Give the data below again exactly as written, without its pictures.

## Provided records:
★ ★ ★ ★ ★

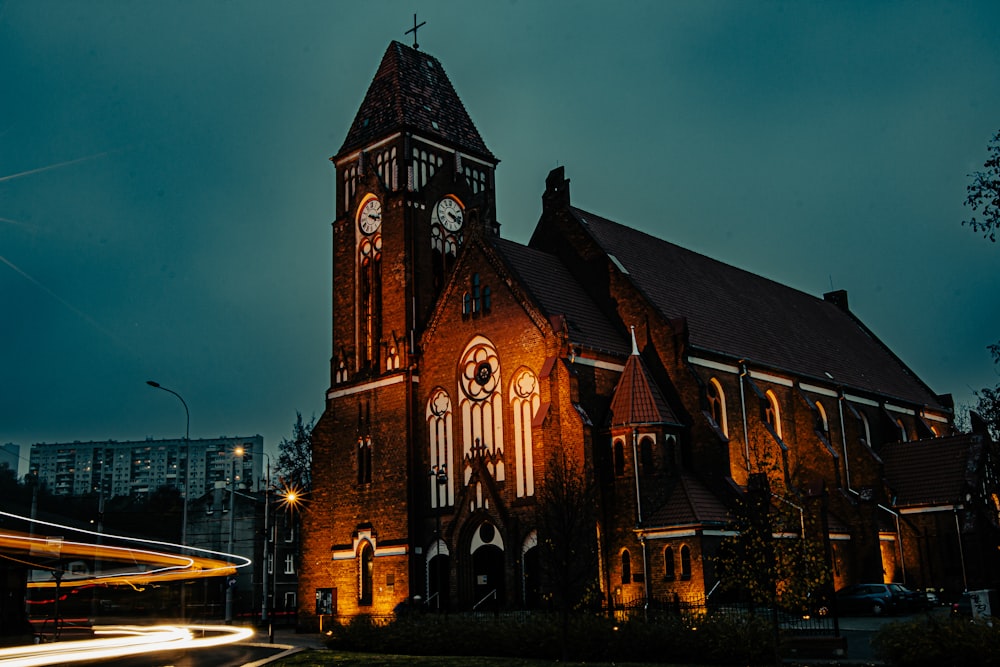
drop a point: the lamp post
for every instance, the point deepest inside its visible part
(440, 474)
(237, 455)
(187, 476)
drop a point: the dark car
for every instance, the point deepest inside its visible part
(877, 599)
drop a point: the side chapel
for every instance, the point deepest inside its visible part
(465, 364)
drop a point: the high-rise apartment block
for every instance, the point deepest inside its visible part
(139, 467)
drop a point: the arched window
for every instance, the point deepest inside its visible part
(822, 422)
(619, 455)
(685, 562)
(866, 428)
(772, 412)
(626, 567)
(370, 286)
(366, 565)
(669, 453)
(482, 407)
(717, 405)
(669, 567)
(524, 402)
(646, 454)
(365, 460)
(439, 438)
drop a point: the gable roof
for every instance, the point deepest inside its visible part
(411, 91)
(741, 315)
(637, 400)
(690, 503)
(555, 291)
(933, 471)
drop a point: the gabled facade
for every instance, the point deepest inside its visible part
(465, 365)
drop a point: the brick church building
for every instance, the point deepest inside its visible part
(465, 367)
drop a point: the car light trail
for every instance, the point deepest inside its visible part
(118, 641)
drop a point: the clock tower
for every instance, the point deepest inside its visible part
(414, 182)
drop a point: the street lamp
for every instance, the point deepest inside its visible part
(237, 455)
(440, 474)
(187, 475)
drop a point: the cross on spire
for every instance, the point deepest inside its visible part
(414, 31)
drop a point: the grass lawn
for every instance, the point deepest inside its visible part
(325, 658)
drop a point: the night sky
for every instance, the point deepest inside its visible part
(166, 192)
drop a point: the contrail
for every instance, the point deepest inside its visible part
(58, 298)
(53, 166)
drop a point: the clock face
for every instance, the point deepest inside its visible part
(449, 214)
(370, 216)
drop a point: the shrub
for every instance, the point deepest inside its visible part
(932, 642)
(714, 639)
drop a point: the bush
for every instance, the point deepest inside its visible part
(932, 642)
(715, 639)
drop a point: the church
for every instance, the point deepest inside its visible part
(469, 371)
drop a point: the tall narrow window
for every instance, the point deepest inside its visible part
(370, 285)
(669, 571)
(524, 402)
(619, 456)
(717, 405)
(685, 562)
(772, 413)
(365, 460)
(822, 422)
(482, 407)
(439, 437)
(366, 566)
(646, 454)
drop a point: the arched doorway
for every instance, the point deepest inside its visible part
(488, 581)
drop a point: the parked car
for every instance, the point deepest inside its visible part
(878, 599)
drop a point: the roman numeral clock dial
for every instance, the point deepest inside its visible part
(449, 214)
(370, 215)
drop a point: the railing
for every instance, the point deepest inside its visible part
(491, 594)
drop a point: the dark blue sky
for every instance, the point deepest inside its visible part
(166, 195)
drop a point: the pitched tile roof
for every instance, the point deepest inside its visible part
(637, 399)
(411, 91)
(690, 503)
(933, 471)
(550, 284)
(745, 316)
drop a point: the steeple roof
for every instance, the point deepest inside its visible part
(637, 399)
(411, 92)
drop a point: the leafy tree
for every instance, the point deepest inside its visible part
(988, 400)
(983, 194)
(294, 465)
(568, 536)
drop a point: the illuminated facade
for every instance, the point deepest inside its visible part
(464, 365)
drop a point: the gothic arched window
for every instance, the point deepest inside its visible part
(370, 286)
(669, 567)
(619, 456)
(439, 437)
(772, 413)
(685, 562)
(366, 566)
(482, 406)
(524, 402)
(717, 405)
(365, 460)
(823, 422)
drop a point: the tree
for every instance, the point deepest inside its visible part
(983, 194)
(294, 464)
(988, 400)
(567, 535)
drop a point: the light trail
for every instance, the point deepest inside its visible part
(120, 641)
(166, 566)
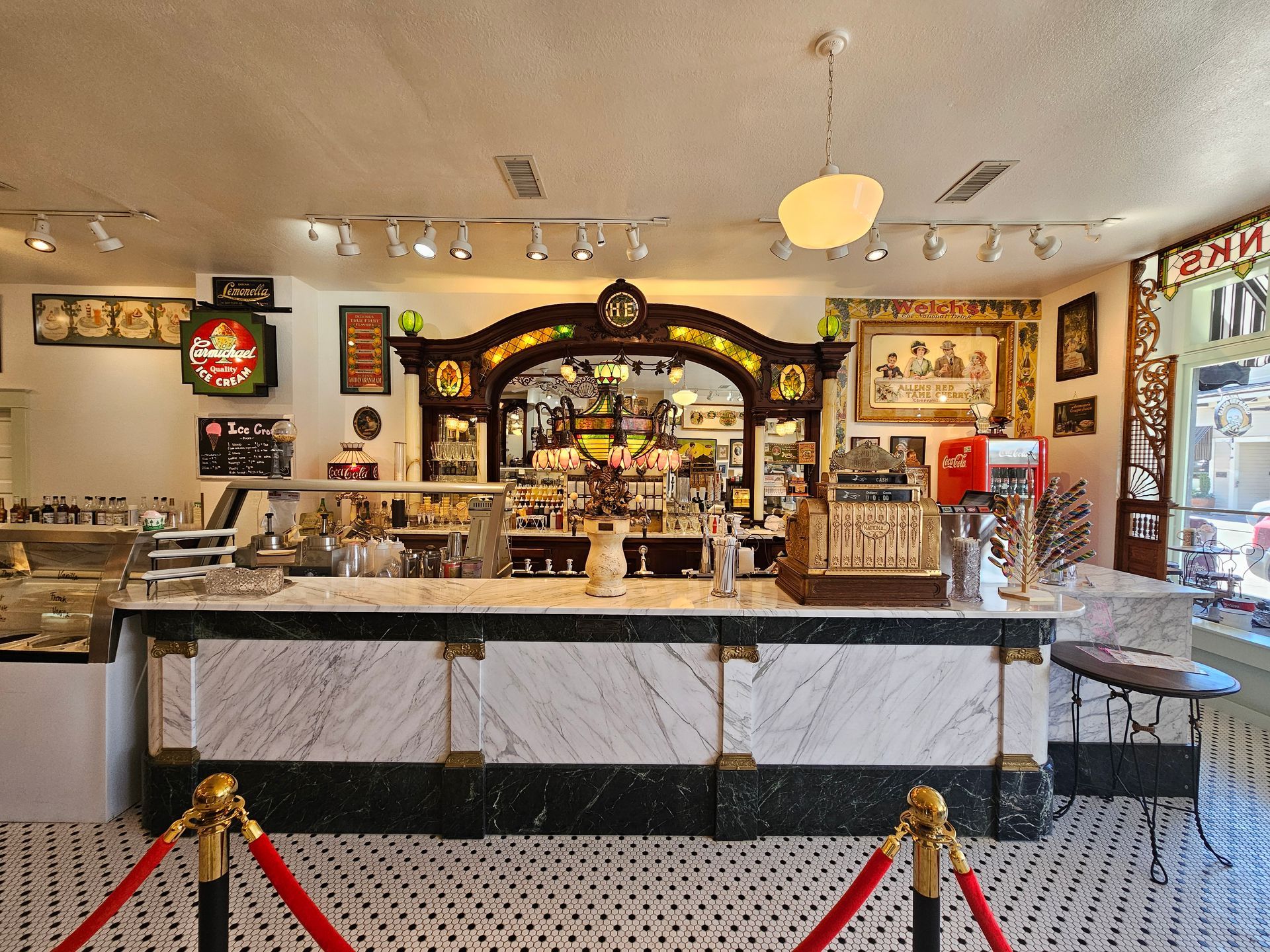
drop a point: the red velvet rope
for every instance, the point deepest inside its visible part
(988, 924)
(865, 883)
(114, 902)
(295, 896)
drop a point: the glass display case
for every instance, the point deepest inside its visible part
(55, 584)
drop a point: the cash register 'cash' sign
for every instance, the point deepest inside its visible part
(222, 353)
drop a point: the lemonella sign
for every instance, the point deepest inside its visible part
(228, 353)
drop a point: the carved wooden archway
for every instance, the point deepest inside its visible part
(487, 360)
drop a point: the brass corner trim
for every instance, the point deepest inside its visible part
(1009, 655)
(1017, 763)
(465, 758)
(175, 757)
(740, 653)
(465, 649)
(165, 647)
(737, 762)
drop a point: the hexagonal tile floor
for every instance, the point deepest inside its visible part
(1082, 890)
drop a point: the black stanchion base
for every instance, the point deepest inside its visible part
(214, 916)
(926, 923)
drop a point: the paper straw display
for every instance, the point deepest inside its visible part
(1038, 537)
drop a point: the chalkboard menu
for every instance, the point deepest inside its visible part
(235, 447)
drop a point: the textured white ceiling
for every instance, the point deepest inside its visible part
(230, 120)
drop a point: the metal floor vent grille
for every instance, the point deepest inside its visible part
(976, 180)
(521, 175)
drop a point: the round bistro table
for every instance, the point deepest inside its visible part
(1160, 683)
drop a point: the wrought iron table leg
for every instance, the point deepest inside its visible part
(1197, 750)
(1150, 814)
(1076, 746)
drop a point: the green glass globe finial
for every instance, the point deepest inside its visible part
(411, 323)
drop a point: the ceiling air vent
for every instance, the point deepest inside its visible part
(976, 180)
(521, 175)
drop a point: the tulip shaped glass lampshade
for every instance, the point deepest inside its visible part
(613, 372)
(831, 210)
(829, 327)
(411, 323)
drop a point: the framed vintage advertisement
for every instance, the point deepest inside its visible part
(1078, 339)
(1076, 418)
(933, 372)
(365, 366)
(110, 321)
(912, 450)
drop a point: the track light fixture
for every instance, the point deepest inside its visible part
(105, 243)
(426, 245)
(991, 249)
(933, 245)
(459, 248)
(536, 251)
(638, 251)
(876, 249)
(346, 247)
(40, 238)
(396, 248)
(1044, 248)
(581, 249)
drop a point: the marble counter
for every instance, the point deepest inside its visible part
(559, 596)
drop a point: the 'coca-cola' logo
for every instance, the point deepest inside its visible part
(222, 353)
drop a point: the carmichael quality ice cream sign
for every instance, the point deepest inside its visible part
(228, 353)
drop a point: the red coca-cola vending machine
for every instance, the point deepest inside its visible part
(992, 465)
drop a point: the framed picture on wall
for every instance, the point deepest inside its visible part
(911, 372)
(366, 362)
(110, 321)
(913, 450)
(1078, 338)
(1076, 418)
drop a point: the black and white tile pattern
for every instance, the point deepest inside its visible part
(1083, 889)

★ ★ ★ ★ ★

## Exercise response:
drop a point: the lamp post
for every instance, the point deepest inside its visible part
(440, 474)
(237, 455)
(187, 476)
drop a point: the dark car
for every instance, the point deepest inside its visible part
(877, 599)
drop a point: the side chapel
for every instance, the point deepest inside its visible part
(465, 364)
drop a point: the high-rise apartment block
for every instance, the point deepest inside its visible part
(139, 467)
drop a point: the arched window
for every instance, the point deepest inside its visible part
(822, 422)
(619, 455)
(685, 562)
(866, 428)
(772, 412)
(626, 567)
(370, 286)
(366, 565)
(669, 453)
(482, 407)
(717, 405)
(669, 567)
(524, 402)
(646, 454)
(365, 460)
(439, 438)
drop a point: the gable roof
for every instance, the point deepest inside its visible part
(411, 91)
(741, 315)
(637, 400)
(690, 503)
(555, 291)
(933, 471)
drop a point: the gabled facade
for every instance, the point deepest inside its visible part
(465, 365)
drop a point: the brick church building
for every instance, the point deepest inside its visible part
(465, 367)
drop a point: the car light trail
for every instance, the point deepest inside its visible part
(118, 641)
drop a point: the clock tower
for every instance, the point deepest inside its visible part
(414, 182)
drop a point: the street lamp
for every instance, the point deepest inside its visible part
(237, 455)
(440, 474)
(187, 475)
drop a point: the cross on spire
for every instance, the point deepest inside its visible part
(414, 31)
drop a point: the grass lawn
for every instance, the point deepest inside its visible part
(325, 658)
drop a point: the night sky
for every instance, the point deepest inside its visible part
(166, 192)
drop a point: the contrail
for every instance, the point deepest inside its visible part
(58, 298)
(53, 166)
drop a point: the clock face
for every instance, the point deepest inside its visible part
(449, 214)
(370, 216)
drop a point: the shrub
for every instance, the point deepest inside its visible part
(932, 642)
(714, 639)
drop a point: the bush
for every instance, the point deepest inside its visible part
(932, 642)
(715, 639)
drop a point: the church
for every instance, the point deepest inside its visible part
(469, 371)
drop a point: the tall narrow window
for every instance, the point deepest inside its visible part
(370, 285)
(669, 571)
(524, 402)
(619, 456)
(717, 405)
(685, 562)
(772, 413)
(365, 460)
(822, 422)
(482, 407)
(439, 437)
(366, 566)
(646, 454)
drop a point: the arched doorway
for every instance, the point deepest inside its visible part
(488, 581)
drop a point: the parked car
for every instance, the point deepest inside its visible part
(878, 599)
drop a point: the roman numeral clock dial
for every instance, the point deepest inside its visible part
(449, 214)
(370, 215)
drop a point: the railing
for every instance, the point deepest inside its visible part
(491, 594)
drop a point: the dark blue sky
for every instance, the point deepest inside its visible part
(166, 195)
drop a point: the pitched tile roof
for every instance, the point deepest inside its visible part
(637, 399)
(411, 91)
(690, 503)
(933, 471)
(550, 284)
(745, 316)
drop a point: the steeple roof
for every instance, the point deepest inside its visible part
(637, 399)
(411, 92)
drop a point: the leafy tree
for every instance, the point deepest inside its visible part
(988, 400)
(983, 194)
(294, 465)
(568, 536)
drop a point: the illuminated facade
for every instance, the point deepest inside its visible part
(464, 365)
drop a point: the gothic arched window
for every instance, the point deepest inside its visible part
(370, 286)
(669, 567)
(619, 456)
(439, 437)
(772, 413)
(685, 562)
(366, 566)
(482, 406)
(524, 402)
(717, 405)
(365, 460)
(823, 422)
drop a point: the tree
for every instance, the point deepest inside its visible part
(983, 194)
(294, 464)
(988, 400)
(567, 535)
drop a point: the light trail
for every instance, the point deepest inside its visible part
(120, 641)
(166, 566)
drop a point: the red velvet rope
for every instance, the point deepest inside its visible part
(988, 924)
(865, 883)
(114, 902)
(295, 896)
drop a point: the glass display case
for every instance, the point deepest inside its visible part
(55, 584)
drop a point: the cash register 'cash' sign
for every instance, the point deepest inside its visible part
(222, 353)
drop a point: the lemonella sign
for every instance, the point deepest inside its visible part
(228, 353)
drop a point: the carved wooden archway
for every instance, the point deepest inside its visible part
(487, 360)
drop a point: the brass corner trim
for every instance, the point deepest inside its visible part
(1009, 655)
(1017, 763)
(465, 758)
(175, 757)
(740, 653)
(465, 649)
(165, 647)
(737, 762)
drop a point: the hexagonal tile floor
for every instance, the point deepest inside its visible part
(1082, 890)
drop a point: the black stanchion base
for every instance, the point deepest inside its visible part
(214, 916)
(926, 923)
drop a point: the paper straw display
for every instance, the point deepest inside its visible part
(1038, 537)
drop a point: the chalkboard menu
for every instance, the point deepest inside its visible part
(235, 447)
drop a point: the textured white ceiling
for every instance, the point deepest inside its visible part
(230, 120)
drop a point: the metal floor vent grille
for every instance, the point deepest inside its visible part
(976, 180)
(521, 175)
drop a point: the round bistro table
for every instance, the point deepest inside its visible part
(1160, 683)
drop a point: the wrought iron table leg
for every instance, the point deepest inside its visible part
(1197, 750)
(1150, 814)
(1076, 746)
drop a point: the green glass globe finial
for every instance, the point deepest inside its visible part
(411, 323)
drop a point: the ceiling air vent
for every instance, the point deepest inside its visible part
(976, 180)
(521, 175)
drop a point: the tulip shaped glass lampshade
for every instance, the point deepest inside its visible part
(613, 372)
(831, 210)
(829, 327)
(411, 323)
drop a point: the framed vintage advertisement
for every instance, the point deepest inside its visible part
(1078, 339)
(1076, 418)
(933, 372)
(365, 366)
(110, 321)
(912, 450)
drop a point: the track light fixture
for every instance, the point deepest inside its visible part
(105, 243)
(426, 245)
(991, 249)
(933, 245)
(459, 248)
(536, 251)
(638, 251)
(876, 249)
(346, 247)
(40, 238)
(396, 248)
(1044, 248)
(581, 249)
drop a point: the marble counter
for every instance, the point deepest inside its visible part
(559, 596)
drop a point: the 'coca-cola' logo
for every instance, the point deepest inside its visible part
(222, 353)
drop a point: the carmichael quality ice cream sign
for every instance, the point deepest inside its visible part
(228, 353)
drop a point: the red coca-cola vending machine
for every instance, the point deepest inside its visible part
(992, 465)
drop a point: the framed picture on wall
for every instance, the point deepest inside its visible part
(911, 372)
(366, 362)
(110, 321)
(913, 450)
(1078, 338)
(1076, 418)
drop a point: the black and white tile pattern
for every instance, the point deepest inside its visible part
(1083, 889)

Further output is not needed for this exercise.